Text excerpt
__________
Adherence programs first must identify patients that are not adherent and/or are at greater risk for health complications if they are not adherent or compliant. Adherence programs are considered targeted MTM services. It is important that medications are assessed for appropriateness, safety, and effectiveness before an adherence intervention begins.
NOTE: Automatic refills and refill reminders are a tool used in an adherence program but are not in and of themselves an adherence ‘program’
Programs must first identify patients as being non-adherent or noncompliant and may include items such as:
- Patients who never pick up the first fill of a new maintenance medication for a chronic health condition.
- Patients who never pick up an antibiotic prescription (or other acute care prescription)
- Patients who do not finish the complete course of an antibiotic prescription
- Patients who get a new maintenance medication prescription and do not return for a refill.
- DUR data indicates that the refills are being filled and picked up early or late (indicating taking too much medication or skipping doses)
__________
Required work
a – Can you reproduce the adherence program text word for word between "NOTE: Automatic refills" and "or skipping doses)", inclusive?
b – What comes after the last line of the adherence program text? Write the continuation.
The data that comes next has no connection to the adherence program text.

Extracted records
__________
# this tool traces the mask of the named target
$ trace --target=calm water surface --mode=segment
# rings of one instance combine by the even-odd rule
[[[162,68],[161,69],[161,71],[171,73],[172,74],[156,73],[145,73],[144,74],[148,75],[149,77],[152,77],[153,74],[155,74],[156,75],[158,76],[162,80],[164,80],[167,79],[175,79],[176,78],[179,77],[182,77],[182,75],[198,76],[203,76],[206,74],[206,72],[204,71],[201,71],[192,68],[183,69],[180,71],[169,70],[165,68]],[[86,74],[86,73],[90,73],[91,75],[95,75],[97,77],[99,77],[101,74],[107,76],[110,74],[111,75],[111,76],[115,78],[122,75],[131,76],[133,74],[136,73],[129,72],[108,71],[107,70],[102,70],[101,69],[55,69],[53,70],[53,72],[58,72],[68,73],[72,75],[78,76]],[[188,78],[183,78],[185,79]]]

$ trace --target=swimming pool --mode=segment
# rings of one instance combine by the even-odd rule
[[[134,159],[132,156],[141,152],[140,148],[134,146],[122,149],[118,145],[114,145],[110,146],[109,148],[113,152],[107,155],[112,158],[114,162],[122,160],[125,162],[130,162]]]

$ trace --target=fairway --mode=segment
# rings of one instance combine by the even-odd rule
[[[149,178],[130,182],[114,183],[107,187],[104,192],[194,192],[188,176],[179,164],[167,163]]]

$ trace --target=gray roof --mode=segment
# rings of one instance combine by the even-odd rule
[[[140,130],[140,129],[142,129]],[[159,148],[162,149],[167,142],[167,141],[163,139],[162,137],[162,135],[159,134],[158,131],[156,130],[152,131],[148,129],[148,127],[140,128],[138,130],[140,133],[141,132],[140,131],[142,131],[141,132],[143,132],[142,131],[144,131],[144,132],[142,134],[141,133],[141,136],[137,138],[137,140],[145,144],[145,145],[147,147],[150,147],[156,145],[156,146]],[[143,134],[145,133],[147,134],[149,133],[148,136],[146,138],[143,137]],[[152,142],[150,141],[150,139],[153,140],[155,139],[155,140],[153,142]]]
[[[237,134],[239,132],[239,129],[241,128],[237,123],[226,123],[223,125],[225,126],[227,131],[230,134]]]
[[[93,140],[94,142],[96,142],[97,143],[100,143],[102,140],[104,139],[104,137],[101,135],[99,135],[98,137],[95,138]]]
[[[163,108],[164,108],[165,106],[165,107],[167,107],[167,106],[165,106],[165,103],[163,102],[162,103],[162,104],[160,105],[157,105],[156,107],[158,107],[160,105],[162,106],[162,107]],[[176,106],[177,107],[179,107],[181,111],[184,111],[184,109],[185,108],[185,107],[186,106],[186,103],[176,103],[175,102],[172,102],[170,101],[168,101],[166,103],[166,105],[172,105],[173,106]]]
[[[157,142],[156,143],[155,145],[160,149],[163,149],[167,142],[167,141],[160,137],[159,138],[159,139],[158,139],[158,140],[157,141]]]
__________
Responses by task
a –
NOTE: Automatic refills and refill reminders are a tool used in an adherence program but are not in and of themselves an adherence ‘program’
Programs must first identify patients as being non-adherent or noncompliant and may include items such as:
- Patients who never pick up the first fill of a new maintenance medication for a chronic health condition.
- Patients who never pick up an antibiotic prescription (or other acute care prescription)
- Patients who do not finish the complete course of an antibiotic prescription
- Patients who get a new maintenance medication prescription and do not return for a refill.
- DUR data indicates that the refills are being filled and picked up early or late (indicating taking too much medication or skipping doses)

b –
Then the barriers to compliance or adherence must be identified and may include items such as:
- Cost of the medication – patients cutting medication in half or skipping doses because they cannot afford the medication
- Multiple times per day dosing that can be confusing, especially for patients on multiple medications and can result in under or over dosing
- Literacy issues – patients that do not understand the directions
- Health literacy issues – patients that do not understand the importance of adherence and the consequences of non-adherence
- Perceived or actual side effects or the patient’s fears about medication effects
The pharmacist works with the patient and prescriber to solve the issues, devise a plan, and monitor patient for adherence. Documentation to include: patient communication, health provider communication, plan of action including goals, and follow-up plan.